+++ Record excerpts

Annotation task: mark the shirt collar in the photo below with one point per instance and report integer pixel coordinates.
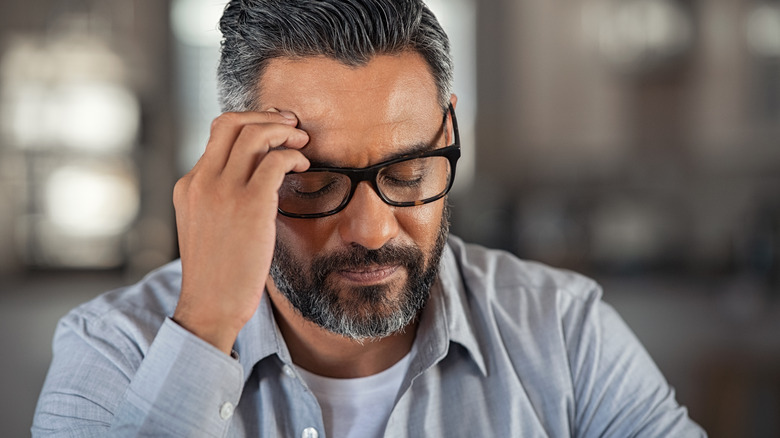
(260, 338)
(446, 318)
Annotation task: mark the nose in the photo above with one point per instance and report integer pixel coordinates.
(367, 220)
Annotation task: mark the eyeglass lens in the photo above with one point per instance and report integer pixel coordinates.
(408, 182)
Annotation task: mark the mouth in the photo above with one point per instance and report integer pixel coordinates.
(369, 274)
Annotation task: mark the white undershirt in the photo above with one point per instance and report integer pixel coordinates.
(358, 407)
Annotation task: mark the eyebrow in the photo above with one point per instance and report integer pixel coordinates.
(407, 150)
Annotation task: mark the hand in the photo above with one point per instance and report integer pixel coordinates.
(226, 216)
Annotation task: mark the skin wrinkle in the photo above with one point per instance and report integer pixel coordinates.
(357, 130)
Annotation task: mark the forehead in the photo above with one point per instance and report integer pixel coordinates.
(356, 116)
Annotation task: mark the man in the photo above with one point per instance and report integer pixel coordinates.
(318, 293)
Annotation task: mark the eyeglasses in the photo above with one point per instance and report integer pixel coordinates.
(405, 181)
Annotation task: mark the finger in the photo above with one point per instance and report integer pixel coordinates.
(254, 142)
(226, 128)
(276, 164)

++++++
+++ Record excerpts

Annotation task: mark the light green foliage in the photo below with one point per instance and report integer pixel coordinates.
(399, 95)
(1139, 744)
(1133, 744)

++++++
+++ Record excerpts

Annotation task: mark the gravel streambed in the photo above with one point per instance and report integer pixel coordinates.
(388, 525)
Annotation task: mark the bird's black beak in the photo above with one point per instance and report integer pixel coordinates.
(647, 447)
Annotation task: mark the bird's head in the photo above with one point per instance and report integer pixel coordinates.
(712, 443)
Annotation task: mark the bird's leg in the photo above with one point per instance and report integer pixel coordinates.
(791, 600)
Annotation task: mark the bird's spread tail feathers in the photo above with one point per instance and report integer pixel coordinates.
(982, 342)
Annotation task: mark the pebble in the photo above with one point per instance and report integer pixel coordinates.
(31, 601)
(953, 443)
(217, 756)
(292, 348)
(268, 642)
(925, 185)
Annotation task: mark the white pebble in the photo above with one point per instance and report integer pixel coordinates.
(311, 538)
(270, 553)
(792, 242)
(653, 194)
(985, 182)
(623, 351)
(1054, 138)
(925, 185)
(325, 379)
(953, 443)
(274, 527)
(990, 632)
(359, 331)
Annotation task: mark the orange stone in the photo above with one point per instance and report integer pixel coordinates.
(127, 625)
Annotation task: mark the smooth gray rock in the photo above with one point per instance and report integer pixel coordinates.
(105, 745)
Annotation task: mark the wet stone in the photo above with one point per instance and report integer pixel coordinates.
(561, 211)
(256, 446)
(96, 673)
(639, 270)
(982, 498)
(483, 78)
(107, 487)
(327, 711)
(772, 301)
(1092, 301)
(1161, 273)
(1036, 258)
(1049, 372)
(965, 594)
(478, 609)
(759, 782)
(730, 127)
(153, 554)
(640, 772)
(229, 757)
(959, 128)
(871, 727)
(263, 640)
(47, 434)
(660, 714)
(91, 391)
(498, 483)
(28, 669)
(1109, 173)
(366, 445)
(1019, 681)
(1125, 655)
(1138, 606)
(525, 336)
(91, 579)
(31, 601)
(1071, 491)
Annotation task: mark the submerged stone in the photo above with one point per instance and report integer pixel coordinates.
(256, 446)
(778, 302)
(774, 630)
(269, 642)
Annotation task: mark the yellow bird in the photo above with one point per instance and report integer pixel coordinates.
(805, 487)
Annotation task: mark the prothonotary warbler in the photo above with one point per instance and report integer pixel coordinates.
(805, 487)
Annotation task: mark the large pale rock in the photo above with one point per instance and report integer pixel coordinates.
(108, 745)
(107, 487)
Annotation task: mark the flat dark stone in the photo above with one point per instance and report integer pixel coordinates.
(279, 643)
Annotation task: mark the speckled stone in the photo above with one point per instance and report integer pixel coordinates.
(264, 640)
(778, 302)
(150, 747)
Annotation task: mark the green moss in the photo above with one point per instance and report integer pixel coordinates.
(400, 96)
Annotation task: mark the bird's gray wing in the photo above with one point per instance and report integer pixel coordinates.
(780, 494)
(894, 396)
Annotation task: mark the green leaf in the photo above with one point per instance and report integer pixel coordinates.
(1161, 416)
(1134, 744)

++++++

* [What you should do]
Count the lines of the records above that contain the word "white", treating uppercase and lowercase as different. Give only the number.

* [The output]
2